+++ Raw data
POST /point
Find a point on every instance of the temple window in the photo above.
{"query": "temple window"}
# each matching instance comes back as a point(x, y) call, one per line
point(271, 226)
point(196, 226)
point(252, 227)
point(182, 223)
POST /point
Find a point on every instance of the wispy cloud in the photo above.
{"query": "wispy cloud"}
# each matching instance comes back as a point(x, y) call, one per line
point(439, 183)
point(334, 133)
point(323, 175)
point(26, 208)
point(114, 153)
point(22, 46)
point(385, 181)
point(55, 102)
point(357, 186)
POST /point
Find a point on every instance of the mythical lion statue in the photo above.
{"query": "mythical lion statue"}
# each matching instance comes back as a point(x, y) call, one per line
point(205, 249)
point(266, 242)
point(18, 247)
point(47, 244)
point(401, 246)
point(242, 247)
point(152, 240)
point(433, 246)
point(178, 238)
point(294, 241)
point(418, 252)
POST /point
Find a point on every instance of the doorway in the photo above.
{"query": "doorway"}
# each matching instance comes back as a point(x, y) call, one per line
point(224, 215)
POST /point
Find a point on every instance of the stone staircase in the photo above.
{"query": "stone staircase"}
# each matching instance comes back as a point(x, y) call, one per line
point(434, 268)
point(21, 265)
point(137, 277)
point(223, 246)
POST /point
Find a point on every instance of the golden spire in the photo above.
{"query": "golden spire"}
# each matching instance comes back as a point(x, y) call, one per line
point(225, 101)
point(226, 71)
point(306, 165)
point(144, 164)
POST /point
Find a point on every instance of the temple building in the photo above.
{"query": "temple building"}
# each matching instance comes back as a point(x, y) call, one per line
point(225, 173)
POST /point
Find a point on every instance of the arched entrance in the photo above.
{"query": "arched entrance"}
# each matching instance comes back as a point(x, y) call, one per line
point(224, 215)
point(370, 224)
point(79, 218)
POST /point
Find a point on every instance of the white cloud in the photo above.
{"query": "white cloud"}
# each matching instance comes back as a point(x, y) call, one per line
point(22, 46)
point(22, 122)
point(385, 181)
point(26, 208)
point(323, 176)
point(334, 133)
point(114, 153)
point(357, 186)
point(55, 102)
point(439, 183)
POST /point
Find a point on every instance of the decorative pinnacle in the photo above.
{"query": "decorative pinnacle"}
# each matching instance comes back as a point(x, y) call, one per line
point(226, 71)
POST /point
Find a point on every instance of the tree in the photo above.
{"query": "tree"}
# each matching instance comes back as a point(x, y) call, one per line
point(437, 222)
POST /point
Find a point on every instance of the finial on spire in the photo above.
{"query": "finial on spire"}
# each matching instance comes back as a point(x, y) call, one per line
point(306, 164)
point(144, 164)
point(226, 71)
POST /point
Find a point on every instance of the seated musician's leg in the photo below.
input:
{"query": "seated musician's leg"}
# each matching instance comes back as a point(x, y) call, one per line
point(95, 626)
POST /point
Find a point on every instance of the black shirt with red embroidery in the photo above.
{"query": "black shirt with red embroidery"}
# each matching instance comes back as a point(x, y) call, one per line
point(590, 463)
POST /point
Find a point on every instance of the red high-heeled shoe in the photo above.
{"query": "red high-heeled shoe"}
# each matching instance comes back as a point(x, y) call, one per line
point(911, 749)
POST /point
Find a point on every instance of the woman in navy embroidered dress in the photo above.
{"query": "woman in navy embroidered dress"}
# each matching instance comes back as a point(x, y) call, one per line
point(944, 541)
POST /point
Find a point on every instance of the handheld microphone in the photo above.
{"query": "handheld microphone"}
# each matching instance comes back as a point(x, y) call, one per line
++++++
Return each line of the data exactly as written above.

■ Finished answer:
POST /point
Find a point on every instance of the temple window in the photo above.
{"query": "temple window"}
# each matching instance comes back as a point(x, y) call, one per line
point(271, 226)
point(196, 226)
point(252, 227)
point(182, 223)
POST /point
Find a point on every instance of the wispy cloud in the photo above.
{"query": "wispy cloud"}
# each matching instance comes back as a point(x, y) call, one per line
point(439, 183)
point(334, 133)
point(323, 175)
point(26, 208)
point(114, 153)
point(22, 46)
point(385, 181)
point(55, 102)
point(357, 186)
POST /point
Find a point on every instance of the mythical lion statue in the photo above.
{"query": "mythical lion statue"}
# each matching instance comes back as a point(x, y) call, one per line
point(205, 249)
point(266, 242)
point(18, 247)
point(47, 244)
point(401, 246)
point(242, 247)
point(152, 240)
point(433, 246)
point(178, 238)
point(294, 241)
point(418, 252)
POST /point
Find a point on every instance of the doorway in the photo above.
{"query": "doorway"}
# each matching instance comes back as a point(x, y) call, one per line
point(224, 215)
POST /point
Find a point on every instance of the stone staircase in the photo above.
{"query": "stone staircase"}
# each matching instance comes back as a point(x, y) call, one per line
point(434, 268)
point(21, 265)
point(137, 277)
point(223, 246)
POST /point
Find a point on every instance of the golden spire in the photo above.
{"query": "golden spire"}
# each matching instance comes back as a point(x, y) call, one per line
point(225, 101)
point(226, 71)
point(306, 165)
point(144, 164)
POST /point
Find a point on every instance of the temple building in the photo above.
{"query": "temple building"}
# each matching instance comes back as a point(x, y) call, one per line
point(225, 173)
POST /point
Find a point on every instance of the arched entrance in the photo above.
{"query": "arched entrance"}
# each matching instance comes back as a point(x, y) call, one per line
point(224, 215)
point(370, 224)
point(79, 218)
POST /point
Find a point on every instance of the white cloud in the photo above.
{"query": "white cloud"}
# each matching instance comes back as a point(x, y) call, one per line
point(22, 46)
point(22, 122)
point(385, 181)
point(26, 208)
point(323, 176)
point(334, 133)
point(114, 153)
point(357, 186)
point(55, 102)
point(439, 183)
POST /point
Find a point on every instance of the decorative pinnacle in the photo above.
{"query": "decorative pinnacle"}
# each matching instance comes back as a point(x, y) call, one per line
point(226, 71)
POST /point
Find a point on every instance of the tree in the photo above.
{"query": "tree"}
# each matching instance comes back as a point(x, y) call, one per line
point(437, 222)
POST /point
Find a point on every instance of the finial on spire in the photo above.
{"query": "finial on spire"}
# each matching instance comes back as a point(x, y) call, one per line
point(306, 164)
point(144, 164)
point(226, 71)
POST /point
Find a point on every instance of the seated musician's leg in the photo below.
input:
{"query": "seated musician's leg"}
# each matching instance comes back as a point(x, y) call, one per line
point(95, 626)
POST /point
Find a point on every instance of the black shirt with red embroidery in the photo above.
{"query": "black shirt with red embroidery"}
# each matching instance comes back as a point(x, y) call, one per line
point(590, 463)
POST /point
Find a point on every instance of the red high-heeled shoe in the photo above.
{"query": "red high-heeled shoe"}
# each matching instance comes back as a point(x, y) call, one per line
point(911, 749)
POST /point
Find a point on every instance of the woman in navy embroidered dress in the photo above.
{"query": "woman in navy embroidered dress"}
# each matching instance comes back as a point(x, y) call, one per line
point(944, 541)
POST /point
Find a point on every instance of the handheld microphone in the photo above.
{"query": "handheld microphone"}
# each matching instance comes back as a point(x, y) call, one per line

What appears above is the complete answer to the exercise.